◆ **Input rows**
○ ○ ○ ○ ○ ○ ○

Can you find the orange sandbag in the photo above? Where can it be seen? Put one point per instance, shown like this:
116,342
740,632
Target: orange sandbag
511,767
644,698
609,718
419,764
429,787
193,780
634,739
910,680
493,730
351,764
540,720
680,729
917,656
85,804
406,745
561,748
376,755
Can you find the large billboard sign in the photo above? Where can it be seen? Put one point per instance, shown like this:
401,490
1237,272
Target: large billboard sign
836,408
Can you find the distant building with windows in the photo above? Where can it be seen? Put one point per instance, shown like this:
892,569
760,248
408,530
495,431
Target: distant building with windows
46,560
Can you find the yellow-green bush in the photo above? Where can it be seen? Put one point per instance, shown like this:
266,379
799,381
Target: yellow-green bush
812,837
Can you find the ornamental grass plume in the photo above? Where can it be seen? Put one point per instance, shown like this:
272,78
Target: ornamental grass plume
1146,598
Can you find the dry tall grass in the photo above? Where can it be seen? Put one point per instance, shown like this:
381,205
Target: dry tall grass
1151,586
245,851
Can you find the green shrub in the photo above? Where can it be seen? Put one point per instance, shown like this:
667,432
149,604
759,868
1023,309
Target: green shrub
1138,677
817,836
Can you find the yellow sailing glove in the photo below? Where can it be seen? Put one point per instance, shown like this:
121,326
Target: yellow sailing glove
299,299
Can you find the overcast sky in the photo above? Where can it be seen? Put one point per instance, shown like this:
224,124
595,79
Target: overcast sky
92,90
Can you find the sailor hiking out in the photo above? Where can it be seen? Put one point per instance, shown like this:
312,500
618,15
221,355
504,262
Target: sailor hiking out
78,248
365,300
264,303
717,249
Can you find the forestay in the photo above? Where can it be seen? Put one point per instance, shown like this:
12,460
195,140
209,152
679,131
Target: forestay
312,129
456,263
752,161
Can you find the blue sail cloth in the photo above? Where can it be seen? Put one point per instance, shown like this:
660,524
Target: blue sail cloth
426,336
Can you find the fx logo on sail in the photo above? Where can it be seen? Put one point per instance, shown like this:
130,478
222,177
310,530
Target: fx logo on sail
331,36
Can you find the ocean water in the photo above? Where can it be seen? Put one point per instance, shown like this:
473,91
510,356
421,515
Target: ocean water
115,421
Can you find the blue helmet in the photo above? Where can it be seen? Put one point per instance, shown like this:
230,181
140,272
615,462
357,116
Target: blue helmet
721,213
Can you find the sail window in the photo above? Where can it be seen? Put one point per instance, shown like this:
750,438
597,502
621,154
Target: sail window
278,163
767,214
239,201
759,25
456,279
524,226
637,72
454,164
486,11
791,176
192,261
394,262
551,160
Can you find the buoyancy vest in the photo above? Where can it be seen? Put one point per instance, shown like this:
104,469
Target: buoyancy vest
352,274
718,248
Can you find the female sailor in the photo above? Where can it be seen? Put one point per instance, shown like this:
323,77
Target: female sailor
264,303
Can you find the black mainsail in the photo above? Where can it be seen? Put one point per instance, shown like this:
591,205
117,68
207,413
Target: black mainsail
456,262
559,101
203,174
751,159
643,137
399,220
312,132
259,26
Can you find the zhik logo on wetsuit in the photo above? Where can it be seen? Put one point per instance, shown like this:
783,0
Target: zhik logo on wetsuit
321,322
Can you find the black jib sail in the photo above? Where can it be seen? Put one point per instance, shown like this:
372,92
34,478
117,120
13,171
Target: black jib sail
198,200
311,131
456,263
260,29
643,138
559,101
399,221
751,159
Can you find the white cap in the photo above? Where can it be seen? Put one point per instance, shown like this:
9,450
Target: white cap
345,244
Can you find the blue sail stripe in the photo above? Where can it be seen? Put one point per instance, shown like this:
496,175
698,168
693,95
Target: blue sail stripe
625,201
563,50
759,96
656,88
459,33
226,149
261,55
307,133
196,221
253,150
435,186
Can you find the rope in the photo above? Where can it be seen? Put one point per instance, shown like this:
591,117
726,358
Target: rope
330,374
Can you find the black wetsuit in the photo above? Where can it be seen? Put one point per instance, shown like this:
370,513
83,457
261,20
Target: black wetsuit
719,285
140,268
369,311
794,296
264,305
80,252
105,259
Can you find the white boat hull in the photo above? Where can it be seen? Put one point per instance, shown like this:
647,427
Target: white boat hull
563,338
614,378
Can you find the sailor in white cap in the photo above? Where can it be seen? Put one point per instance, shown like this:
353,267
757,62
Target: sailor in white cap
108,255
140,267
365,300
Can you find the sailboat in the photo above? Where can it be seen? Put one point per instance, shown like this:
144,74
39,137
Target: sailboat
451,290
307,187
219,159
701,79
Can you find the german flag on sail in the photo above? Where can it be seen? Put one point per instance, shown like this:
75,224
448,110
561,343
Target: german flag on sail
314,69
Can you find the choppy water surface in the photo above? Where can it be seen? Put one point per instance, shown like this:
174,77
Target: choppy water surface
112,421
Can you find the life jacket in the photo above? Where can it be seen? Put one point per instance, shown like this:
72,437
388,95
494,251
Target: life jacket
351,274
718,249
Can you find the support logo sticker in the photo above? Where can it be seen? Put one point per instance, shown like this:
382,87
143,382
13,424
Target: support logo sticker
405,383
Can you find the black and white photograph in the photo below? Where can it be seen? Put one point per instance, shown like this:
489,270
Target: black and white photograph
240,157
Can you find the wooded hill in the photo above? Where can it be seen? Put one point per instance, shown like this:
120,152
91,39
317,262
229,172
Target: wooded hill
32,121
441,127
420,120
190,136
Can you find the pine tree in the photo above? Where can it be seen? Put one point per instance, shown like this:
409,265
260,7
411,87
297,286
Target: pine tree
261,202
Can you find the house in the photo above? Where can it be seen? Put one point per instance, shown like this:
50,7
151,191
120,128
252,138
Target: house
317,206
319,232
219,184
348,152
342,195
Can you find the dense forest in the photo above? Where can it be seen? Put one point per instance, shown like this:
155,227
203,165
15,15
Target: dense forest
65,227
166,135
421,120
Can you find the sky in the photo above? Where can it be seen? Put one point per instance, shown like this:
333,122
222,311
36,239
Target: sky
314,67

○ ○ ○ ○ ○ ○ ○

Locate "Can you find the pine" in the data above. Then repeat, exactly, its line and each line after it through the last, adding nothing.

Can you find the pine tree in the photo above? Where can it be seen? Put one point per instance, shown like this:
409,265
260,7
411,87
297,286
Target: pine tree
261,202
Can you find the house in the photo above? Where can it be seen? Put one point per instance, shown like this:
50,7
151,191
120,128
252,138
Target: house
317,206
319,232
219,184
348,152
342,195
Can you find the dense forest in the photo above? Where can it be seen? Put one point per instance, shown like this:
155,227
203,165
15,15
Target: dense forest
65,227
166,135
421,120
Can you find the sky in the photo above? Where can it be seen? Put one point per instance, shown like this:
333,122
222,311
36,239
Target: sky
314,67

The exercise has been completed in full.